■ **What this task involves**: Starting at the top line, return each entry word for word.

━━ Available data ━━

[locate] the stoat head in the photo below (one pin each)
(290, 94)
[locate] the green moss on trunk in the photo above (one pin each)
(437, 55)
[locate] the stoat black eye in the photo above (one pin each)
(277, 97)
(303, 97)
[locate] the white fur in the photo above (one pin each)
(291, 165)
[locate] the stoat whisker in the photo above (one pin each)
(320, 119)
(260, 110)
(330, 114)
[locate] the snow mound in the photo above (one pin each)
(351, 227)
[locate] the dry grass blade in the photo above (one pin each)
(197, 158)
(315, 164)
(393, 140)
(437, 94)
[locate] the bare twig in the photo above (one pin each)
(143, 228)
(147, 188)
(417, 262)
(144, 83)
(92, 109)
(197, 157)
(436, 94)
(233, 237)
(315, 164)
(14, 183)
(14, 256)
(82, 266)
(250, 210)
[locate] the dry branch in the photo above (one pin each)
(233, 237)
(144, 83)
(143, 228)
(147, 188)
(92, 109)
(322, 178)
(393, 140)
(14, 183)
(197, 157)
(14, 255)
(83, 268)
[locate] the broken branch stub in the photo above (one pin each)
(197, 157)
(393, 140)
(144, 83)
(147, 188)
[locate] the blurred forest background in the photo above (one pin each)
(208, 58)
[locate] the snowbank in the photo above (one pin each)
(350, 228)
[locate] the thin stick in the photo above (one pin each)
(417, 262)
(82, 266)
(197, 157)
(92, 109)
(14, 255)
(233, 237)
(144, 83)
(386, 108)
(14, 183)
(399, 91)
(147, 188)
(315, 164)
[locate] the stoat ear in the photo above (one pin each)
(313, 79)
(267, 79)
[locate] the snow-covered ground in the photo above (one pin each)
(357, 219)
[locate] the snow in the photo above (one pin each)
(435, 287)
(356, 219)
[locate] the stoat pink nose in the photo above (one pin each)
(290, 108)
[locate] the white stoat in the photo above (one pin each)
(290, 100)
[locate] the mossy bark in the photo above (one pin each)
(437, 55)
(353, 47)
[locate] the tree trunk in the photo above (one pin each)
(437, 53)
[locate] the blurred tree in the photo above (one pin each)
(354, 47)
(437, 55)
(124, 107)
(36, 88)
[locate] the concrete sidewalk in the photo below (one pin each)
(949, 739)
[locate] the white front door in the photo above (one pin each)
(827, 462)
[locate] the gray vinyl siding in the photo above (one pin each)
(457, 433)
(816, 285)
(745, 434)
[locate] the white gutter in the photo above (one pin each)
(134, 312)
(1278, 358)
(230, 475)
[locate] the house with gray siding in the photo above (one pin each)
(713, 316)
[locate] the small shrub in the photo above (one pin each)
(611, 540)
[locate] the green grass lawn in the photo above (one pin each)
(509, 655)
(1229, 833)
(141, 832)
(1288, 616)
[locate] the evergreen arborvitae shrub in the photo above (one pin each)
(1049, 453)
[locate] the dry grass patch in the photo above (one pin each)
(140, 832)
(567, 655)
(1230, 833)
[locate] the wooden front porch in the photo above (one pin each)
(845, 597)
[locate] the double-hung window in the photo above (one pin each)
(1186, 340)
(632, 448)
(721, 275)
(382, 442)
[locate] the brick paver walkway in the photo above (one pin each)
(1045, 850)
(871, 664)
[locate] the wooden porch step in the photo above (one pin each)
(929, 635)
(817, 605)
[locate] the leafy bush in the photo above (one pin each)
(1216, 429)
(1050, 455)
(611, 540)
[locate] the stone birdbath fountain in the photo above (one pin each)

━━━

■ **Response area**:
[locate] the stoat head in the photo below (one pin each)
(290, 94)
[locate] the green moss on trunk in the photo above (one pin each)
(437, 55)
[locate] the stoat black eye in the photo above (one pin each)
(277, 97)
(303, 97)
[locate] the white fur in the photo above (one pin each)
(291, 165)
[locate] the stoat whisker in the photo above (one pin each)
(320, 119)
(260, 110)
(330, 114)
[locate] the snow mound in the photo above (one pin each)
(351, 227)
[locate] the dry grass blade in the photo above (one pin each)
(197, 158)
(315, 164)
(393, 140)
(437, 94)
[locate] the bare twig in the photo above (one pin each)
(143, 228)
(147, 188)
(417, 262)
(144, 83)
(92, 109)
(197, 157)
(436, 94)
(233, 237)
(315, 164)
(14, 183)
(14, 256)
(82, 266)
(250, 210)
[locate] the dry branch in the photo above (one pin each)
(233, 237)
(144, 83)
(143, 228)
(147, 188)
(92, 109)
(322, 178)
(393, 140)
(14, 183)
(197, 157)
(14, 255)
(83, 268)
[locate] the broken branch stub in the photo above (one pin each)
(197, 157)
(393, 140)
(144, 83)
(147, 188)
[locate] the blurred forest background in the photo above (one pin each)
(208, 58)
[locate] the snowbank in the photo above (one pin each)
(350, 228)
[locate] the thin stick in the photo above (one pin each)
(417, 262)
(82, 266)
(197, 157)
(92, 109)
(14, 255)
(233, 237)
(144, 83)
(386, 108)
(14, 183)
(399, 91)
(147, 188)
(315, 164)
[locate] the stoat ear in the photo above (one pin each)
(313, 79)
(267, 79)
[locate] the snow-covered ground in the photo above (one pin each)
(357, 219)
[locate] the snow in the photo above (one pin each)
(435, 287)
(356, 219)
[locate] the stoat pink nose in the photo above (one pin each)
(290, 108)
[locate] the white stoat in the photo above (one pin each)
(290, 100)
[locate] the mossy bark in the photo above (one pin each)
(437, 55)
(353, 47)
[locate] the tree trunk in the photo above (one pin each)
(437, 53)
[locate] the blurred tree in the photo above (one pin each)
(354, 47)
(437, 55)
(124, 107)
(36, 88)
[locate] the concrete sidewalk in the photo below (one pin each)
(949, 739)
[locate] the white front door in the photo above (one pin each)
(827, 462)
[locate] the gray vinyl siding in the photo above (one pin each)
(457, 433)
(816, 285)
(745, 434)
[locate] the white gutter in the photo above (one pin each)
(134, 312)
(1278, 358)
(230, 475)
[locate] the house with gray siding in the photo above (one pin each)
(713, 316)
[locate] the small shrub in the photo above (one pin each)
(611, 540)
[locate] the green grass lawn in the photo above (one pin each)
(509, 655)
(1229, 833)
(141, 832)
(1288, 616)
[locate] the evergreen arborvitae shrub in the photo above (one pin each)
(1049, 453)
[locate] the dry grass patch in the photo above (one pin each)
(140, 832)
(567, 655)
(1230, 833)
[locate] the wooden front porch in the photo above (one pin each)
(845, 597)
[locate] the double-hung window in the photo above (one pin each)
(1186, 340)
(632, 448)
(721, 275)
(382, 442)
[locate] the brick paver walkway in the photo above (one pin each)
(1045, 850)
(871, 664)
[locate] the wooden porch step in the photo above (one pin each)
(929, 635)
(817, 605)
[locate] the leafy bush in the photo above (one pin each)
(1216, 429)
(1050, 455)
(611, 540)
[locate] the stone birdbath fountain in the photo above (one pin each)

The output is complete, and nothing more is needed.